TASKS TO CARRY OUT:
a: In the text on social value in public sector contracts, why does the TOMs toolkit show the economic breakdown of each measure by supplier? Reply in one to three sentences.
b: Carry on the text about social value in public sector contracts from the point where it stops.

[TEXT SEGMENT Boundary: Start]

The growing importance of social value in public sector contracts
Public sector organisations are increasingly selecting suppliers based on how much social value their services contribute to the community. During these challenging times, anything that makes public money go further is of vital importance.
For IT vendors like us, demonstrating social value used to be a nice-to-have. That’s all changed. Vendors are now scored on what they will do for the community.
This element is weighted between 5 and 20 percent, and tenders are increasing based on formal metrics such as those developed by the National TOMs Framework (in the UK), and equivalents in other countries.
So, for contract tenders, it’s vital that both public sector organisations and their suppliers understand the initiatives, the relevant legislation, and the available support.
Why a National Measurement Framework?
The aim of one such initiative — the National TOMs Framework in the UK, for example — is to provide a minimum and consistent reporting standard for measuring social value. It’s based around five principal themes (jobs, growth, social, environment and innovation), with associated outcomes and measures.
For organisations not currently doing this, it enables them to embed social value into their procurement and management processes. For those already measuring social value, TOMs helps them integrate these standards and measures into their approach.
TOMs follows the Public Services (Social Value) Act 2012, which many public sector
organisations need to comply with. Under the Act, public sector organisations are encouraged to demonstrate how their services provide value for money and how they’re building social value into their procurement and commissioning processes.
The TOMs toolkit enables commissioners to see the economic breakdown of each measure by supplier so they can see which businesses are providing the most value to their local authority and community, and therefore make sustainable and economically smart decisions to help their public pound go further.
Carl Hedberg, from the Social Value Portal, says in this video: “Those local authorities that are using TOMs and fully exploiting the potential of the Social Value Act are reporting very significant benefits, anywhere between 20 and 50 percent of added value. Replicating this across the whole of the [UK] public sector would bring additional value of over £48bn. Extended further across planning and development and we would gain another £15-25bn. In challenging times, these are compelling numbers.”

[TEXT SEGMENT Boundary: End]
[EXCERPTED DATA Boundary: Start]

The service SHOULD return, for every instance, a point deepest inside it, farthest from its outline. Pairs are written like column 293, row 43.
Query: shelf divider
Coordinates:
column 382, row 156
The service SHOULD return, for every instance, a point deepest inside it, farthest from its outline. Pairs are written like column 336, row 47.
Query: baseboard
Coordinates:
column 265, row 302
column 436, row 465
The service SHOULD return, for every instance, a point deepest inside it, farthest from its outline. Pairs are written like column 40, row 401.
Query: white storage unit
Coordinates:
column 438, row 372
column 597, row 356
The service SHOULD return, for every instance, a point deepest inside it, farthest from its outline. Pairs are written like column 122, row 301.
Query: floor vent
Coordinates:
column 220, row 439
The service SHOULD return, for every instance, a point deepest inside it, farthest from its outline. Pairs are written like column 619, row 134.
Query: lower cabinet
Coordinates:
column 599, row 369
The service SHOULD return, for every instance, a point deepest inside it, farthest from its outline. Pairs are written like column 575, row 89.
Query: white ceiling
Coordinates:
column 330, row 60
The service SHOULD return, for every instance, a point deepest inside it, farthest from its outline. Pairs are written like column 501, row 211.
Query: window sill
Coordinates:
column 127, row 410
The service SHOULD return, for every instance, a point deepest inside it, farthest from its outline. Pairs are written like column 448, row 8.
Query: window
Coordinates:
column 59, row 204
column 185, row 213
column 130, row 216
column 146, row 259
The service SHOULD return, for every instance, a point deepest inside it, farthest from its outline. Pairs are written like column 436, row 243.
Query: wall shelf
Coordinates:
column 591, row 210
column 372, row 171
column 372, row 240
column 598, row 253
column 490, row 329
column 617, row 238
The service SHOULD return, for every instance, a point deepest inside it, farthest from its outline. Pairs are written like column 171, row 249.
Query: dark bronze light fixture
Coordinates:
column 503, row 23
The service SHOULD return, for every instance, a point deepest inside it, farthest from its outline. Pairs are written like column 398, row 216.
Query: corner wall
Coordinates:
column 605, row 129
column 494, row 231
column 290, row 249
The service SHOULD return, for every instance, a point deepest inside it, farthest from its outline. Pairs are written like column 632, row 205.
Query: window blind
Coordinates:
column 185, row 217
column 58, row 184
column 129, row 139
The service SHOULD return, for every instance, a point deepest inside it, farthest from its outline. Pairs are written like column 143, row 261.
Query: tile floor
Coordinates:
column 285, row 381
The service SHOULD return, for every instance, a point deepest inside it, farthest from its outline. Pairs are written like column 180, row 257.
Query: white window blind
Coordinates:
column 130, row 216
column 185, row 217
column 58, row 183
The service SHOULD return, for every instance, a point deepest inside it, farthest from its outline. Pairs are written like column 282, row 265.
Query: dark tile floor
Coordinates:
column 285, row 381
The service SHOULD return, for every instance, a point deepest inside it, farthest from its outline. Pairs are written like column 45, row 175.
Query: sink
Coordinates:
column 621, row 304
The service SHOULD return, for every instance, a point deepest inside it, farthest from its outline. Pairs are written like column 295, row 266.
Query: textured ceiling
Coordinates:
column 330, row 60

[EXCERPTED DATA Boundary: End]

REPLIES:
a: It lets commissioners see which businesses are providing the most value to their local authority and community. With that view, they can make sustainable and economically smart decisions that help their public pound go further.

b:
Social value during COVID
Dealing with the social and economic effects of COVID-19 calls for both immediate and longer-term responses, so social value at this time is more important than ever. Before the COVID-19 outbreak, social value appeared to be gaining momentum across public sector organisations – increasing in size and scope and occupying a greater proportion of the tender evaluation process. And the pandemic has definitely brought it into sharper focus.
A 5-20 percent weighting
While the Social Value Act only urged more public sector bodies to consider social value during bid reviews – alongside quality and cost – 2018 and 2019 saw a reinforcement of this commitment.
With the introduction of the common values procurement framework it was recommended that social value should make up a minimum 10 percent weighting when reviewing tenders. It also now has to be accounted for, not just ‘considered’. In our experience, as suppliers to public sector organisations, this weighting can be between 5 and 20 percent.
Social purchasing in Canada
In Canada, unlike in the UK, there is no legislation to support Social Value (or Social Purchasing as it’s known there). Despite this, a mixture of Canadian not-for-profits, voluntary organisations and social enterprises, are involved in Social Purchasing. And a lot of work is being done in the background to form a base for possible legislation.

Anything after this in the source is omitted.